:: DATA RECORDS ::

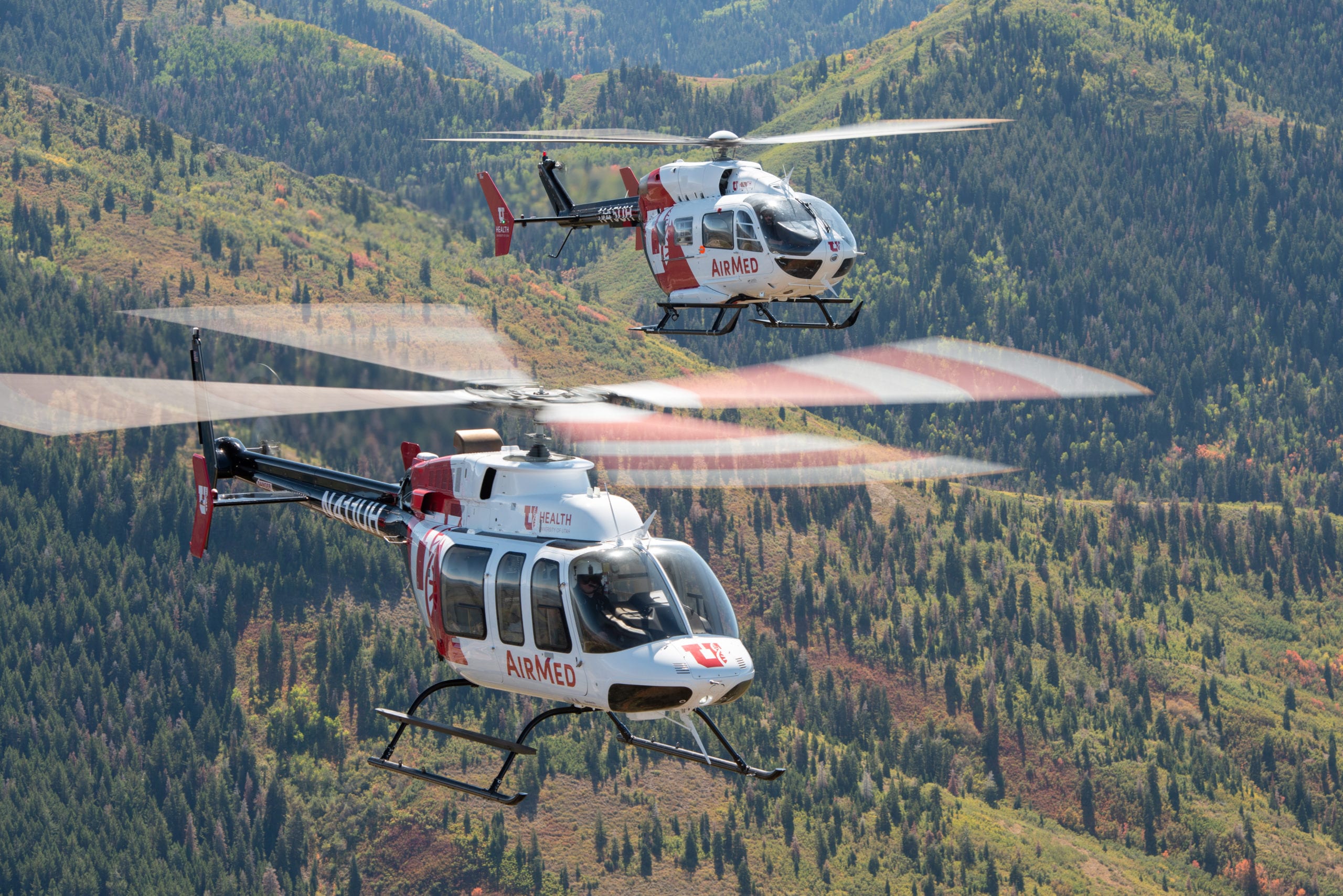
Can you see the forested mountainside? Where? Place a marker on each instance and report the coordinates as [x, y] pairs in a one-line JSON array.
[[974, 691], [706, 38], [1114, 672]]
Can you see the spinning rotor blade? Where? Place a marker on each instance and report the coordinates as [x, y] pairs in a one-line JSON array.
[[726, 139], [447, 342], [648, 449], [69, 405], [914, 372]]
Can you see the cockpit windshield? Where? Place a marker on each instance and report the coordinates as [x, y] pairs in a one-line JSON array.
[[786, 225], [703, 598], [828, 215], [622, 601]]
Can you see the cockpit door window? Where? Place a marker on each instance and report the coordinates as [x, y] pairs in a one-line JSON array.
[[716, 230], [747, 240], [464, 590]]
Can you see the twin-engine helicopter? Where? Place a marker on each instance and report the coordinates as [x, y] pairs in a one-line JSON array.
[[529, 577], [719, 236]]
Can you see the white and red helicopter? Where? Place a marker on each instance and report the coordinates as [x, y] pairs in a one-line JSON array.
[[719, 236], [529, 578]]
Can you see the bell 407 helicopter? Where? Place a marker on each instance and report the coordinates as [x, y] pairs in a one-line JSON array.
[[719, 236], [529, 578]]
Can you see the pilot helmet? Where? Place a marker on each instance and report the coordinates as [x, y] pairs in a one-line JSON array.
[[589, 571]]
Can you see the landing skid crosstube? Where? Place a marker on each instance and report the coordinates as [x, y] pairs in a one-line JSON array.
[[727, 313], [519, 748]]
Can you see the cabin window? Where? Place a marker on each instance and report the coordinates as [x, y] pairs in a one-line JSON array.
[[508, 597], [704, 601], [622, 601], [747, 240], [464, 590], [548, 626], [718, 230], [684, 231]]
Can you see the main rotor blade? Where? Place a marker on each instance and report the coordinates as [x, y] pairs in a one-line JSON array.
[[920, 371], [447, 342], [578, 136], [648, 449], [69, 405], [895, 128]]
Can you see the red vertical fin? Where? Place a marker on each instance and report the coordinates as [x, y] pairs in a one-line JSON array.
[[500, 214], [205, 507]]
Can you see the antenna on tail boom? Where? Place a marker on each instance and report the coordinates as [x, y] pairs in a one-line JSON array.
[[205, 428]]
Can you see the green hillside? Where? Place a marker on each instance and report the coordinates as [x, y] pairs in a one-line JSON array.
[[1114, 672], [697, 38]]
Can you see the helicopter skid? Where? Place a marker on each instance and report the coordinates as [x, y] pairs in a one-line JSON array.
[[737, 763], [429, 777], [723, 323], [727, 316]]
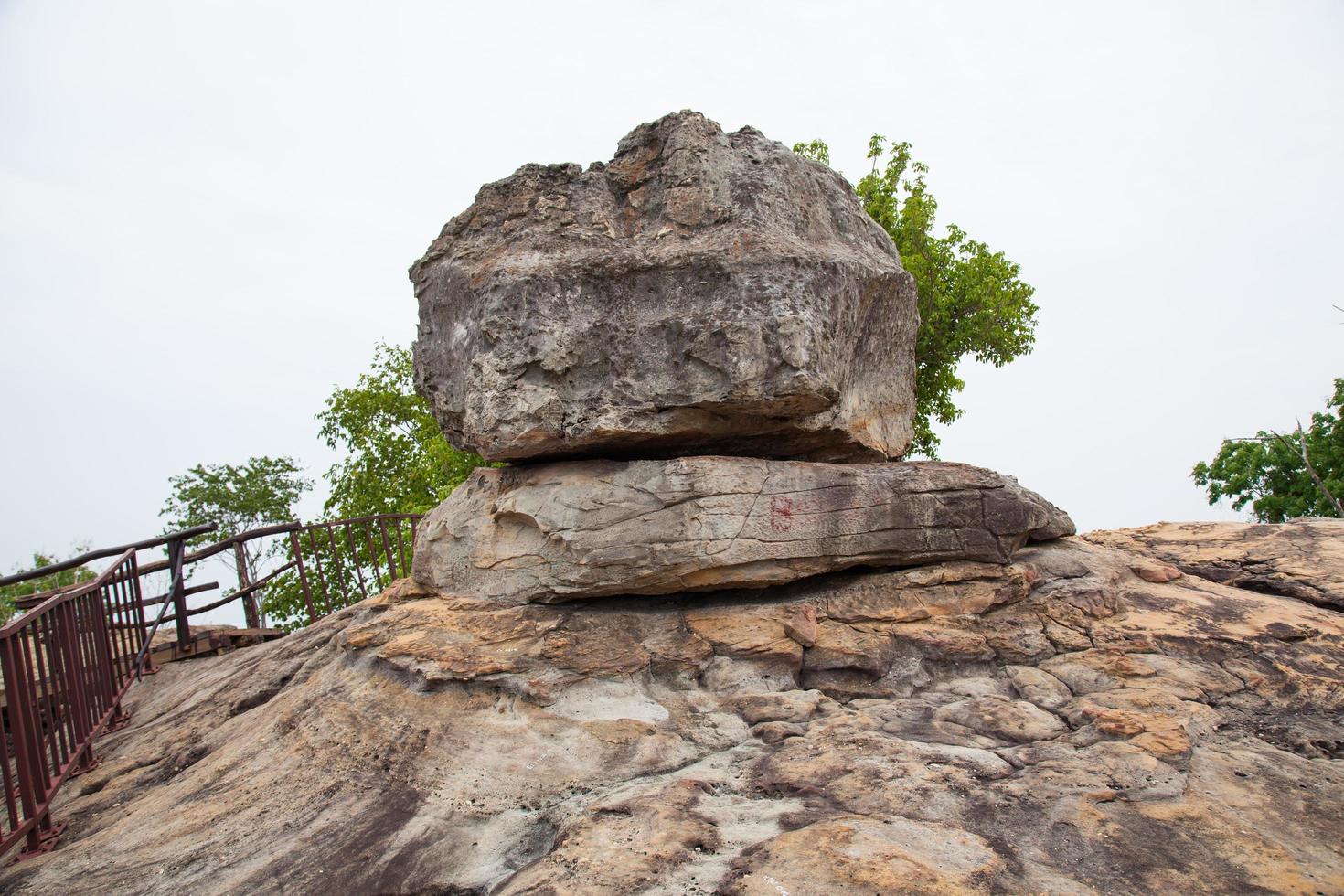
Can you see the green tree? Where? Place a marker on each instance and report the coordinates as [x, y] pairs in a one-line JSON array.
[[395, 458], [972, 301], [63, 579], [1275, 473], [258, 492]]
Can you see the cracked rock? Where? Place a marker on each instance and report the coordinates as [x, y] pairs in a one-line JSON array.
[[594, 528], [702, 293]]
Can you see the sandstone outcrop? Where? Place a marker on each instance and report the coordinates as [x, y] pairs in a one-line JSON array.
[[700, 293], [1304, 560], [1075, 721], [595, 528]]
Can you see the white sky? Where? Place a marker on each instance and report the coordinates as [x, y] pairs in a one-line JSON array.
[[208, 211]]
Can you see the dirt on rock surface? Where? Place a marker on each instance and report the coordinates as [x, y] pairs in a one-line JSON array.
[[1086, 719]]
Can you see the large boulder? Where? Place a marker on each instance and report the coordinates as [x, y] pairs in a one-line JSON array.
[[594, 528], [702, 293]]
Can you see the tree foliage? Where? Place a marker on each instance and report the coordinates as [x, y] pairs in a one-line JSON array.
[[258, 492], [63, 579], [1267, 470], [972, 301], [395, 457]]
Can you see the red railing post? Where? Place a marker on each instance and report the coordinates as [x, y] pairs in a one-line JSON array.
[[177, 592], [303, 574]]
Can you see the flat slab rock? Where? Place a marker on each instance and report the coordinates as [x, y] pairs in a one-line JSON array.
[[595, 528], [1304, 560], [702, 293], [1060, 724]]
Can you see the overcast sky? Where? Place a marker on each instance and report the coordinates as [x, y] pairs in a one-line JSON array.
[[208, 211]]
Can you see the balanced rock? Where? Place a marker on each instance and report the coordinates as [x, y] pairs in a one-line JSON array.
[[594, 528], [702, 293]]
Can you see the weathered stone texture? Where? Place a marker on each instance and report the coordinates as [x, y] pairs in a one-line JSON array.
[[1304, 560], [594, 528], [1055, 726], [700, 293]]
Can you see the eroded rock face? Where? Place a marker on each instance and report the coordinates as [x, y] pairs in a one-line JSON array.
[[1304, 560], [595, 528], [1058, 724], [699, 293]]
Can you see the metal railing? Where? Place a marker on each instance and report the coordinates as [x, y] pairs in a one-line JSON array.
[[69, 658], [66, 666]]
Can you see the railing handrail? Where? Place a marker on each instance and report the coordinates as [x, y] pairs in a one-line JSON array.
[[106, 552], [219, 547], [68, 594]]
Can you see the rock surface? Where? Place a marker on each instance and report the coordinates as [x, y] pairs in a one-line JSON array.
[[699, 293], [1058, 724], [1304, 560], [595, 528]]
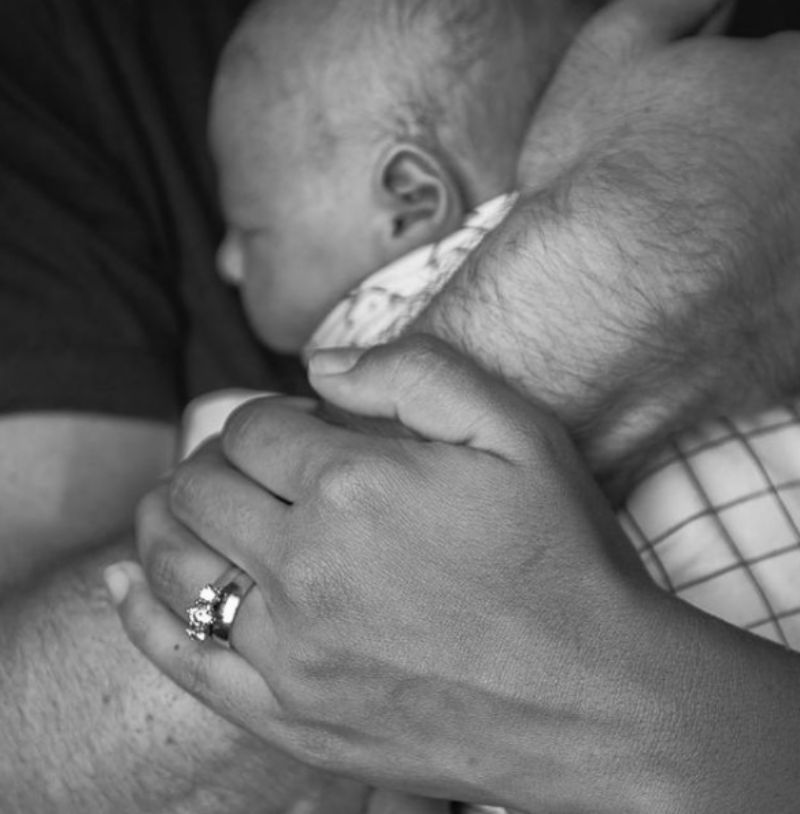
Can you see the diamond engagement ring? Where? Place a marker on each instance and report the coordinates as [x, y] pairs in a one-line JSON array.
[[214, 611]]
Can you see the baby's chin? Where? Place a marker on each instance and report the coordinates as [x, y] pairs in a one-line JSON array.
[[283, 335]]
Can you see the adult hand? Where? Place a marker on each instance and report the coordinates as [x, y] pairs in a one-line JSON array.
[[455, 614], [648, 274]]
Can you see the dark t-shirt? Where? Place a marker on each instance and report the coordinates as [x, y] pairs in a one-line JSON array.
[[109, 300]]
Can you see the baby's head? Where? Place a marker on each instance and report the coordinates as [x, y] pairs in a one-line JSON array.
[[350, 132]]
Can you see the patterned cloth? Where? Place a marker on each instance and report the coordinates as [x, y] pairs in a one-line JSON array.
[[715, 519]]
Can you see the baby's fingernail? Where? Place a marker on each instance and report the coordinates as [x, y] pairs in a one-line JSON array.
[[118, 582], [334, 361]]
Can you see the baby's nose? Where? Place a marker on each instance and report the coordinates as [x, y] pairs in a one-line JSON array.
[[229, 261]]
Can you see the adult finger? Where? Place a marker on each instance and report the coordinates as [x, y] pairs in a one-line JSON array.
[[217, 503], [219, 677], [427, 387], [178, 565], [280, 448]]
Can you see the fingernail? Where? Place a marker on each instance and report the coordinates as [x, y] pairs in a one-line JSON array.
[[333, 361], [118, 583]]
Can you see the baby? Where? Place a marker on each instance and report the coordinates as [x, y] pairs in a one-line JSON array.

:::

> [DIRECTIONS]: Arrange the part of the records that starts with the line containing "Can you see the dirt" and ends with the line containing "[[699, 293], [1058, 724], [1304, 560], [595, 528]]" as a numbered list, both of those lines included and blank lines left out.

> [EXERCISE RESULT]:
1. Can you see the dirt on rock surface? Where? Place a marker on each instance and report the coordinates as [x, y] pairs in a one-line JSON array.
2. [[1086, 719]]
3. Can you see the large boulder? Where? Place a marker on each instance and report the coordinates as [x, y] pairs in a one-line JSON array.
4. [[594, 528], [702, 293]]
5. Can you see the tree foliage? Where? Place a marker on each instance and report the coordinates as [x, y] pairs in a one-line JSON array.
6. [[258, 492], [63, 579], [1267, 470], [972, 301], [395, 457]]
7. Can you see the red railing post? Where? Place a marker on each instance and report the coordinates as [x, y] pairs in a one-line JSON array.
8. [[177, 592], [303, 574]]
9. Can you see the flat slab rock? Where? Place a marker on each instance and report the coordinates as [x, y] pairs in a one-line JSON array.
10. [[595, 528], [1304, 560], [702, 293], [1060, 724]]
11. Can you see the overcast sky? Where? Place a marker on each instance and report the coordinates as [x, y] pairs in a one-line JSON array.
12. [[208, 211]]
13. Can you see the balanced rock? Where? Place a marker on each instance and report the coordinates as [x, y] pairs in a one-line JSON array.
14. [[594, 528], [702, 293]]
15. Can you see the weathered stone texture? Where? Place a marker on each instance and report the coordinates as [x, y] pairs in a one-line JSON array.
16. [[1304, 560], [594, 528], [1055, 726], [700, 293]]
17. Can you see the eroded rock face? Where? Place a marker on each instance and report the coordinates as [x, y] pairs in a one-line JSON array.
18. [[1304, 560], [595, 528], [1058, 724], [699, 293]]
19. Can you see the metal railing? Where? Place a marker on each instance and report the coordinates as [x, y] pairs in a one-line JSON array.
20. [[69, 658], [66, 666]]
21. Can you see the railing handrail? Where? Place a marker on each instance and report the coordinates as [x, y] pairs in a one-line JSON array.
22. [[106, 552], [219, 547], [68, 594]]
23. Can you see the rock surface? Where? Place a marker on each instance and report the coordinates as [x, y] pairs in a one-line JSON array.
24. [[699, 293], [1058, 724], [1304, 560], [595, 528]]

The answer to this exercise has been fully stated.